Collected data entries:
......

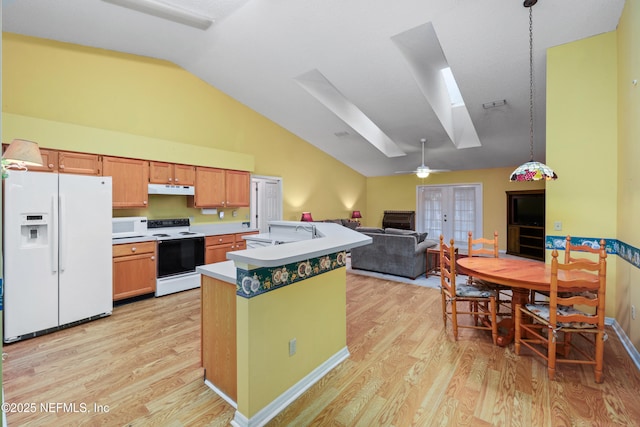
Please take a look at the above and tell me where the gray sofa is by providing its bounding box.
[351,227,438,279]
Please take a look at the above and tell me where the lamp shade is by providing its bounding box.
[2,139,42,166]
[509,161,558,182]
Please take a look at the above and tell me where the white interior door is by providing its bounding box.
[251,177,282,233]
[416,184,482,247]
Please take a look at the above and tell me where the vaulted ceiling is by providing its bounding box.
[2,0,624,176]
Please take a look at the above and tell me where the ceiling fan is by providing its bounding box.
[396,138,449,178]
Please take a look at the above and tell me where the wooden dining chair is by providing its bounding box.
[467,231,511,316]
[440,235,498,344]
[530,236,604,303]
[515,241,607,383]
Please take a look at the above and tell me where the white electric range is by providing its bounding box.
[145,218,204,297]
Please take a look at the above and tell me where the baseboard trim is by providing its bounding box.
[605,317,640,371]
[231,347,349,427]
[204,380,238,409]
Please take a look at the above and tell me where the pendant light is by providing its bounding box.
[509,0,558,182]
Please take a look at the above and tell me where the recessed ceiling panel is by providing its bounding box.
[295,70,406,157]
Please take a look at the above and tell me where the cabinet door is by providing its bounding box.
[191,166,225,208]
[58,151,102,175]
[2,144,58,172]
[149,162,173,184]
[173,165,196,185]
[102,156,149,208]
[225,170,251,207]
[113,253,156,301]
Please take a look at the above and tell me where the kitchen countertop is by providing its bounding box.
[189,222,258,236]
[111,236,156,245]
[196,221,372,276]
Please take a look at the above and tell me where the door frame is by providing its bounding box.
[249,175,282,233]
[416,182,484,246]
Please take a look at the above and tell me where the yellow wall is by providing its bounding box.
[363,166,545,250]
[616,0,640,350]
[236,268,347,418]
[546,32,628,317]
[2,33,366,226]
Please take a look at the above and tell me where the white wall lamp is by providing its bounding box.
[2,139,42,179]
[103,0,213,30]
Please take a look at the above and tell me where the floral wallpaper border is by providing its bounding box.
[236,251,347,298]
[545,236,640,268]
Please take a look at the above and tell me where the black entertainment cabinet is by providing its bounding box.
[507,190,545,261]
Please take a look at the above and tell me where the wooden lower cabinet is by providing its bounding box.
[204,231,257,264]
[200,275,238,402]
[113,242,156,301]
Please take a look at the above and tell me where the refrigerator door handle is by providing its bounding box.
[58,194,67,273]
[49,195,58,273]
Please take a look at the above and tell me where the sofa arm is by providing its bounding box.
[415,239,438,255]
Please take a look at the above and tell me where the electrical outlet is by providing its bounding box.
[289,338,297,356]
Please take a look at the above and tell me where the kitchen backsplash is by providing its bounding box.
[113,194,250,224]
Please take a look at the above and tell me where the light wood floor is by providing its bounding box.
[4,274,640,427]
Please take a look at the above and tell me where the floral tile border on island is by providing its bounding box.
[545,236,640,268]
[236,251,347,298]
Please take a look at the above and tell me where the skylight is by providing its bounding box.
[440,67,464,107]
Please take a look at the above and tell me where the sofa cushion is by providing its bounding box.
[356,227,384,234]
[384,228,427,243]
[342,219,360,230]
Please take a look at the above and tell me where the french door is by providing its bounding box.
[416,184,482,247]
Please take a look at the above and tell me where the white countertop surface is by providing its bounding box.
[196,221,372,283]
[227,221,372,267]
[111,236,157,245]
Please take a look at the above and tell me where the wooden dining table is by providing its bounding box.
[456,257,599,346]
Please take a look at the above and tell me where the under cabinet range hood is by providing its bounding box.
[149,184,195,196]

......

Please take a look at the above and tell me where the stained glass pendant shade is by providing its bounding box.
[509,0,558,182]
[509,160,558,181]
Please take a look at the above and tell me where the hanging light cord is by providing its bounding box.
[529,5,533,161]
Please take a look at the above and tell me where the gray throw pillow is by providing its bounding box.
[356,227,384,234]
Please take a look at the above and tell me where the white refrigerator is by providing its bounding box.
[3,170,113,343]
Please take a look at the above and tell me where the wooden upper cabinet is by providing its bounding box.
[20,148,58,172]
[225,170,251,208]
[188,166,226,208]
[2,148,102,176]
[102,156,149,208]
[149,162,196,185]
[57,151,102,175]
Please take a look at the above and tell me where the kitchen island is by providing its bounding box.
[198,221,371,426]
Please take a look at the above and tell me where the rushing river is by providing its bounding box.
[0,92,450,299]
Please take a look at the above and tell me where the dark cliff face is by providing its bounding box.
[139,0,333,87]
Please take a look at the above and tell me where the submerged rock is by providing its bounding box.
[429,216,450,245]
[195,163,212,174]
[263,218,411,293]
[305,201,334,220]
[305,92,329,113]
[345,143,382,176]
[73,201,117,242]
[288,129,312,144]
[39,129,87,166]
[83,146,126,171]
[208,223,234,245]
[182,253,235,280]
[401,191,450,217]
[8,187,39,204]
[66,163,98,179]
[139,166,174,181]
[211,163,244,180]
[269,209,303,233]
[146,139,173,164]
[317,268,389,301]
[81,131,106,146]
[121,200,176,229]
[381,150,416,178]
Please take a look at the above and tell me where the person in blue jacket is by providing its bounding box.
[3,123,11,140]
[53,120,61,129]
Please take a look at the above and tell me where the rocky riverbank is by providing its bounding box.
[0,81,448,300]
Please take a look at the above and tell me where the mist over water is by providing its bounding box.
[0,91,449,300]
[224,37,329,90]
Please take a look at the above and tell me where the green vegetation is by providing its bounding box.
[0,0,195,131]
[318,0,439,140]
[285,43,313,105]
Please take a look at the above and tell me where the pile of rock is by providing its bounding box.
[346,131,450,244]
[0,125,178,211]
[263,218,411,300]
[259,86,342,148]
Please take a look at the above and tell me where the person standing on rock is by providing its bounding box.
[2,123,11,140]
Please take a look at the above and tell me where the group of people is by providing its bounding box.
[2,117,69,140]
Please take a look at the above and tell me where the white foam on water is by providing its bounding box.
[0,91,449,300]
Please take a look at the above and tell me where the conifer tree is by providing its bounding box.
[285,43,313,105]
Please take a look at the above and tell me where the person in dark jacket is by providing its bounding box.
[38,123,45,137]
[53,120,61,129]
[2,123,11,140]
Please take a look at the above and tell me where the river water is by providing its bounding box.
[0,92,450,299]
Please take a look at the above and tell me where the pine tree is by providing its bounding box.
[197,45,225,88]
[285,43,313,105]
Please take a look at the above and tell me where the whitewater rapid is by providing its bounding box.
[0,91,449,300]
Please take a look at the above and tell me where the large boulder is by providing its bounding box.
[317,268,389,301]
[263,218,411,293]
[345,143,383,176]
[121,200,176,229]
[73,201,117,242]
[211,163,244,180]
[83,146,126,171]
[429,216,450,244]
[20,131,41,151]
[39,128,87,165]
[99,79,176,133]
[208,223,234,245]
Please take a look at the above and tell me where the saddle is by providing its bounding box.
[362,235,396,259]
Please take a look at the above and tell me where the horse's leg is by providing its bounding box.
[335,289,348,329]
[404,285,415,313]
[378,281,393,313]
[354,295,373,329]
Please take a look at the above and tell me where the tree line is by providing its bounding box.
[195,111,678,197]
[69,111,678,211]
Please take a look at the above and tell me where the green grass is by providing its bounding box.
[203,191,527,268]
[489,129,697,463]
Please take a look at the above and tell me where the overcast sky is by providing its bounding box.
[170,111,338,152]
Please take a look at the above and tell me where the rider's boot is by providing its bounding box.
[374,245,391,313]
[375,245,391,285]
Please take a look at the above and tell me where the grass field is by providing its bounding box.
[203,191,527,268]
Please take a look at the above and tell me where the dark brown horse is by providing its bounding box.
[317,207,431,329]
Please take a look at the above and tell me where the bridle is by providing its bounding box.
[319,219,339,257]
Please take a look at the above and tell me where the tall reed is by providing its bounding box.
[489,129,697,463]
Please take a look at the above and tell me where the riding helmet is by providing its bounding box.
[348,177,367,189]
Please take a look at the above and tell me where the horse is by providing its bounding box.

......

**WHAT TO WORK ON**
Please update the lines from the line with "sofa is by providing its bounding box." to the line with "[509,161,558,182]" by changing "lamp shade" to "lampshade". Return only those lines, with everything else unchanged.

**THE REPLY**
Please take a look at the above and tell me where the gray sofa is by providing its bounding box.
[351,227,438,279]
Please take a look at the above and tell me where the lampshade is by providing its bounding box.
[2,139,42,166]
[509,161,558,182]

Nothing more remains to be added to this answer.